Problem requirements.
What are all the COPY output formats named in the thread below?

Page text.
────
Does the COPY patch also do that?

Yes. Perhaps what needs to happen is for a NULL column to be omitted
entirely from the output. I think the COPY TO json patch would have to
do that if COPY FROM json were to be added later, to make it
round-trip safe.

I think the behavior is fine as it is. I'd expect both NULL and JSON "null"
to be rendered as "null". I think the main use case for a feature like this
is people who need the result in JSON for further processing somewhere else.

"Round-trip safety" is not so important. If you want to move data from
PostgreSQL to PostgreSQL, you use the plain or the binary format.
The CSV format by default renders NULL and empty strings identical, and
I don't think anybody objects to that.

This is absolutely not true. The docs say about CSV format:

A NULL is output as the NULL parameter string and is not quoted,
while a non-NULL value matching the NULL parameter string is quoted.
For example, with the default settings, a NULL is written as an
unquoted empty string, while an empty string data value is written
with double quotes ("").

CSV format with default settings is and has been from the beginning
designed to be round trippable.

cheers

andrew

--
Andrew Dunstan
EDB:https://www.enterprisedb.com

#14

Robert Haas

robertmhaas@gmail.com

about 2 years ago

In reply to: Laurenz Albe (#12)

Re: psql JSON output format

On Tue, Jan 16, 2024 at 11:07 AM Laurenz Albe <laurenz.albe@cybertec.at> wrote:

"Round-trip safety" is not so important. If you want to move data from
PostgreSQL to PostgreSQL, you use the plain or the binary format.
The CSV format by default renders NULL and empty strings identical, and
I don't think anybody objects to that.

As Andrew says, the part about the CSV format is not correct, but I
also don't think I agree with the larger point, either. I believe that
round-trip safety is a really desirable property. Is it absolutely
necessary in every case? Maybe not. But, it shouldn't be lacking
without a good reason, either, at least IMHO. If you postulate that
people are moving data from A to B, it is reasonable to think that
eventually someone is going to want to move some data from B back to
A. If that turns out to be hard, they'll be sad. We shouldn't make
people sad without a good reason.

--
Robert Haas
EDB: http://www.enterprisedb.com

#15

Laurenz Albe

laurenz.albe@cybertec.at

about 2 years ago

In reply to: Andrew Dunstan (#13)
────
Coordinate annotation entries:
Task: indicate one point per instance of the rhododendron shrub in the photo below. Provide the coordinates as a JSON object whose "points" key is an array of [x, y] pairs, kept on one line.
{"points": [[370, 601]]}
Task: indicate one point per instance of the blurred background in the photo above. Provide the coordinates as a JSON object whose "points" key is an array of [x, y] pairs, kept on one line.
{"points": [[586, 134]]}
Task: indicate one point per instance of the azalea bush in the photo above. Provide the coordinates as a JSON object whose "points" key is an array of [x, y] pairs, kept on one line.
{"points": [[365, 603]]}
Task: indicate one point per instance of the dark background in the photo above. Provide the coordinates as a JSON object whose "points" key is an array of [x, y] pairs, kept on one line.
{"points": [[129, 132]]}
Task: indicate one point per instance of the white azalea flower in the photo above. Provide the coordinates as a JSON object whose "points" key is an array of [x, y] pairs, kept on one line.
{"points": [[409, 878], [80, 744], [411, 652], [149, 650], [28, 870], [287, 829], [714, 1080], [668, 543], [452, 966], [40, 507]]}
────
Result.
JSON, plain, binary, CSV